Saved data entries
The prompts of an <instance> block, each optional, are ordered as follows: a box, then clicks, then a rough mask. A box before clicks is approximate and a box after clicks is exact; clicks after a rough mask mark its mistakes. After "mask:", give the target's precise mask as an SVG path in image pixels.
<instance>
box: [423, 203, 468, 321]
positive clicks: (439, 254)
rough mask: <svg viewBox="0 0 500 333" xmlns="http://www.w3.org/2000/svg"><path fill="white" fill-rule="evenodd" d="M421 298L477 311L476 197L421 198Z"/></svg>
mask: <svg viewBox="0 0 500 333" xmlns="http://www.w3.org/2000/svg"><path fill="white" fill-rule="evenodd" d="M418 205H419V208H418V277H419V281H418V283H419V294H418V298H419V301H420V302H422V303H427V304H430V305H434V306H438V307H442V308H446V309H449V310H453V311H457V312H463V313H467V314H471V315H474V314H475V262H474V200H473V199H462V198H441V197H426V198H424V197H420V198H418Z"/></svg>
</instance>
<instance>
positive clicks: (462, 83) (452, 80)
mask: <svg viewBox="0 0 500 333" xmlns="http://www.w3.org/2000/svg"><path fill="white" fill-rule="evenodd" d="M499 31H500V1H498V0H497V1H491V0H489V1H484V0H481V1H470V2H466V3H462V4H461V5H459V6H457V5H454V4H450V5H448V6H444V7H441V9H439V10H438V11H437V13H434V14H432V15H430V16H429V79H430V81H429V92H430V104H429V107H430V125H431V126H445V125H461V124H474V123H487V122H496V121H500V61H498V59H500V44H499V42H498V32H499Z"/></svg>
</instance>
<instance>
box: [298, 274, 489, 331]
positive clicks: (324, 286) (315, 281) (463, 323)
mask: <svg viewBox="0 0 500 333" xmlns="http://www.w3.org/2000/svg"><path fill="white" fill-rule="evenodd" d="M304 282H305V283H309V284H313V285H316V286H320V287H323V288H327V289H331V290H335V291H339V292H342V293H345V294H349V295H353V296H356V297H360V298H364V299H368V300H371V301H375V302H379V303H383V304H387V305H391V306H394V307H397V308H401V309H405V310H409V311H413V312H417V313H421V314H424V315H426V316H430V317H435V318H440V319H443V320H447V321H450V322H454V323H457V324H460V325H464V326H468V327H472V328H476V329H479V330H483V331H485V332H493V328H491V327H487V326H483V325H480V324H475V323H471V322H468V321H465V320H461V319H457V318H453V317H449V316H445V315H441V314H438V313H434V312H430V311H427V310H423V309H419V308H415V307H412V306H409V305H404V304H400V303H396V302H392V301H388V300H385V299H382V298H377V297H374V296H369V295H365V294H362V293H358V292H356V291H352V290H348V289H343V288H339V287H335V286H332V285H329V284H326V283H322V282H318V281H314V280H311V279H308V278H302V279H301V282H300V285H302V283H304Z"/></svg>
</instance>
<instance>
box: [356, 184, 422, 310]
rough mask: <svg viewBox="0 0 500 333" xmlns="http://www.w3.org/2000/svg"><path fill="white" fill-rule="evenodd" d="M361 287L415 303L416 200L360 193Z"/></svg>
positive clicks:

• Task goal: The response must consist of the lines above, from the first one through the line containing "box: [298, 274, 489, 331]", reproduced exactly.

• Reply to the exercise:
The prompts of an <instance> block, each optional, are ordered as follows: a box, then clicks, then a rough mask. A box before clicks is approximate and a box after clicks is exact; clicks after a rough mask mark its mistakes. After "mask:", give the target's precise mask as an SVG path in image pixels.
<instance>
box: [423, 203, 468, 321]
positive clicks: (439, 254)
rough mask: <svg viewBox="0 0 500 333" xmlns="http://www.w3.org/2000/svg"><path fill="white" fill-rule="evenodd" d="M421 298L477 311L476 197L421 198Z"/></svg>
mask: <svg viewBox="0 0 500 333" xmlns="http://www.w3.org/2000/svg"><path fill="white" fill-rule="evenodd" d="M418 205H419V208H418V277H419V281H418V283H419V294H418V298H419V301H420V302H422V303H427V304H430V305H434V306H438V307H442V308H446V309H449V310H453V311H457V312H463V313H467V314H471V315H474V314H475V262H474V200H473V199H462V198H441V197H426V198H424V197H420V198H418Z"/></svg>
</instance>
<instance>
positive clicks: (462, 83) (452, 80)
mask: <svg viewBox="0 0 500 333" xmlns="http://www.w3.org/2000/svg"><path fill="white" fill-rule="evenodd" d="M499 31H500V1H498V0H497V1H491V0H489V1H484V0H481V1H470V2H466V3H462V4H461V5H459V6H457V5H454V4H450V5H448V6H444V7H441V9H439V10H438V11H437V13H434V14H432V15H430V16H429V79H430V81H429V92H430V104H429V107H430V125H431V126H445V125H461V124H474V123H487V122H496V121H500V61H498V59H500V44H499V42H498V32H499Z"/></svg>
</instance>
<instance>
box: [298, 274, 489, 331]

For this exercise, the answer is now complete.